### Aufgaben
1) Zähle alle Dinge auf, die laut dem Artikel über die Leningrader Symphonie den Menschen in der Stadt fehlten.
2) Beantworte, an welchem Tag der Ring der totalen Blockade laut dem Artikel über die Leningrader Symphonie erstmals durchbrochen wurde.
3) Führe den Artikel über die Leningrader Symphonie im Anschluss an seinen letzten Satz weiter.

### Seite
━━━━━━

Was uns die Leningrader Symphonie sagen will

Dmitri Schostakowitsch am Klavier. Die ersten drei Sätze seiner 7. Symphonie, auch Leningrader Symphonie oder nur Leningrader genannt, schrieb er in Leningrad. Nach seiner Evakuierung beendete er sie in Kuibyschew. © ITAR-TASS, Aufnahme: Leningrad, 1941

Berlin, Deutschland (Weltexpress). Die militärische Blockade von Leningrad unter der Führung von Generalfeldmarschall Wilhelm Ritter von Leeb (Oberbefehlshaber bis 16. Januar 1942) durch deutsche, finnische, spanische Faschisten mit Unterstützung von Freiwilligen aus Nordafrika, Europa und der Seestreitkräfte von Italien dauerte vom September 1941 bis 27. Januar 1944 (872 Tage).

Der Ring der totalen Blockade wurde erstmals am 18. Januar 1943 durchbrochen! An den Folgen des schrecklichen Hungers und der unvorstellbaren Entbehrungen der Menschen durch fehlende Lebensmittel, Elektroenergie, Brennstoffe und Trinkwasser starben mehr als 630.000 Bürgerinnen und Bürger der Stadt.

━━━━━━

### Angezeigte Zeilen

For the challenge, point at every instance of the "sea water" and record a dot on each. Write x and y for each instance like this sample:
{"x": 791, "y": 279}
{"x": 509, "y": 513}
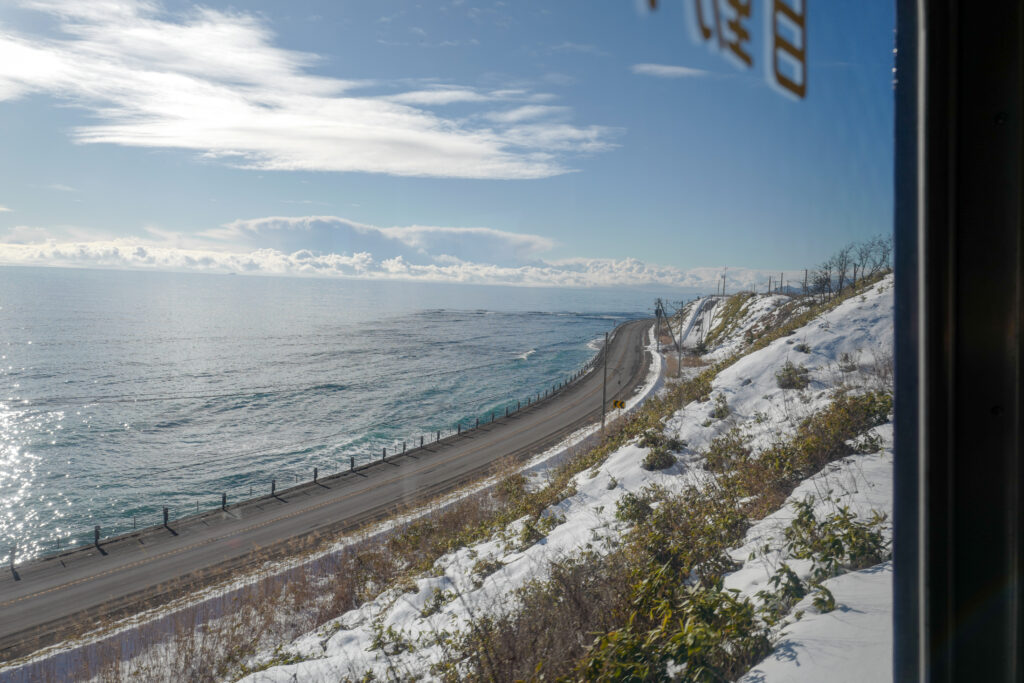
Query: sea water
{"x": 122, "y": 392}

━━━━━━

### Lösungen
1) Lebensmittel, Elektroenergie, Brennstoffe, Trinkwasser

2) Am 18. Januar 1943.

3)
Die geheime Weisung des Oberkommandos der Wehrmacht vom 23. September 1941 lautete: „Der Führer ist entschlossen, die Stadt Petersburg vom Erdboden verschwinden zu lassen. Es besteht nach der Niederwerfung Sowjetrusslands keinerlei Interesse am Fortbestand dieser Großsiedlung.“ Die Ausrottung der ca. drei Millionen Einwohner von Leningrad (Genozid) gehörte zum Generalplan Ost des deutschen Nazireiches.

Auf dem Nürnberger Kriegsverbrecherprozess von 1945 bis 1949 wurden insgesamt 1,5 Millionen Opfer der mörderischen Blockade von Leningrad genannt. Im ersten Kriegswinter von 1941 – 1942 starben mehr als 250.000 Menschen.

Bei vielen Europäern und ihren Politikern ist offensichtlich die Erinnerung an dieses Verbrechen gegen die Sowjetunion/Russland stark verblasst, viele wollen nicht, dass man sie daran erinnert, viele wissen überhaupt nichts darüber, weil ihnen die wahre Geschichte über diese mörderische Blockade von den herrschenden Medien verschwiegen oder verschleiert, bzw. nur in Bruchstücken dargestellt wird. Wir alle wissen, dass dieses beispiellose Kriegsverbrechen der europäischen Faschisten und Nazis niemals verjährt! Niemals! Denn 3% der Opfer in Leningrad starben an der Front und durch Bombenangriffe, 97% durch Hunger und unmenschliche Entbehrungen!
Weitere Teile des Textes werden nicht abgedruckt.